**What the exercise asks:**
Starting with the first line of the records, write out each line exactly until you have included the line containing "TARGET = wooden post".

────────

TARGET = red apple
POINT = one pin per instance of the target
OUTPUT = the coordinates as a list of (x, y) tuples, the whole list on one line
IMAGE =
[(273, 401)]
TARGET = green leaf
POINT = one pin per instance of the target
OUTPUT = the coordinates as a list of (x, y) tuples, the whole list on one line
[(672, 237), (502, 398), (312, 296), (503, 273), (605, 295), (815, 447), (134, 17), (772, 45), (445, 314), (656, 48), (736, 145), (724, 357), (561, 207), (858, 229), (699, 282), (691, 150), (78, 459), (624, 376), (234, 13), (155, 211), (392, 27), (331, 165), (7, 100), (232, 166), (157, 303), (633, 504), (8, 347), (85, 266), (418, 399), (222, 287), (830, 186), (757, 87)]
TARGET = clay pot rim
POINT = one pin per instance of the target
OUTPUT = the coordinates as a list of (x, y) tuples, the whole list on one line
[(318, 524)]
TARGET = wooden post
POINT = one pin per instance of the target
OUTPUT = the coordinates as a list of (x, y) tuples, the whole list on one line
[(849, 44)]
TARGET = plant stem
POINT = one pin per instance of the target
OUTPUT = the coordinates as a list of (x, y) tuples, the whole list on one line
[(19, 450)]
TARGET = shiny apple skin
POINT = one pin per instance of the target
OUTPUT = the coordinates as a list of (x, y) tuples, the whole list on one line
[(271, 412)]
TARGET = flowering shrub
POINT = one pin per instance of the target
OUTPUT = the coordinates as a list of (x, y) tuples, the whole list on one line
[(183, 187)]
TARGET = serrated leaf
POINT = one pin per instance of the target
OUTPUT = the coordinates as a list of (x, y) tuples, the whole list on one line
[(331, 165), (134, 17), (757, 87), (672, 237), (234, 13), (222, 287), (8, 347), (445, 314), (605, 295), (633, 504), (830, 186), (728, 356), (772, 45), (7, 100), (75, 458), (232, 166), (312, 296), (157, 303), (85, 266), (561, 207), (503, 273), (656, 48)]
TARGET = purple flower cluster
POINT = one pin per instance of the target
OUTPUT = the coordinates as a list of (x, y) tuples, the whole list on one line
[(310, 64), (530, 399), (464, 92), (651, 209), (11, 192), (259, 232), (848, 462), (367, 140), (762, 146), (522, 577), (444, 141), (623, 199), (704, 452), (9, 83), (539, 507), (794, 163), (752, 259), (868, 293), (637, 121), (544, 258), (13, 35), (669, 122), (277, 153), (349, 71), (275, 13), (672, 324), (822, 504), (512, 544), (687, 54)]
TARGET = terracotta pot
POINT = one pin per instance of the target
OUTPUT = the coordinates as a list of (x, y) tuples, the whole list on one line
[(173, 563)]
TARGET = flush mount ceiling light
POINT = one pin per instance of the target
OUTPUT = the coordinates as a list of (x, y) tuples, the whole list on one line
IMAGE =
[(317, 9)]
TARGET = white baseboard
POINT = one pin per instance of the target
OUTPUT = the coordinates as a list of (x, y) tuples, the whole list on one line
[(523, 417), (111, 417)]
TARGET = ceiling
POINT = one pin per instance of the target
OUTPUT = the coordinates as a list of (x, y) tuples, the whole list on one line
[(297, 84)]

────────

**Answer section:**
TARGET = red apple
POINT = one pin per instance of the target
OUTPUT = the coordinates as a list of (x, y) tuples, the whole list on one line
IMAGE =
[(273, 401)]
TARGET = green leaf
POINT = one pin per instance of the target
OUTPUT = the coordinates as a list of (x, y) tuples, the whole list on one line
[(672, 237), (502, 398), (312, 296), (503, 273), (605, 295), (815, 447), (134, 17), (772, 45), (445, 314), (656, 48), (736, 145), (724, 357), (561, 207), (858, 229), (699, 282), (691, 150), (78, 459), (624, 376), (234, 13), (155, 211), (392, 27), (331, 165), (7, 100), (232, 166), (157, 303), (633, 504), (8, 347), (85, 266), (418, 399), (222, 287), (830, 186), (757, 87)]
TARGET = clay pot rim
POINT = one pin per instance of the target
OUTPUT = the coordinates as a list of (x, y) tuples, the whole list on one line
[(318, 524)]
TARGET = wooden post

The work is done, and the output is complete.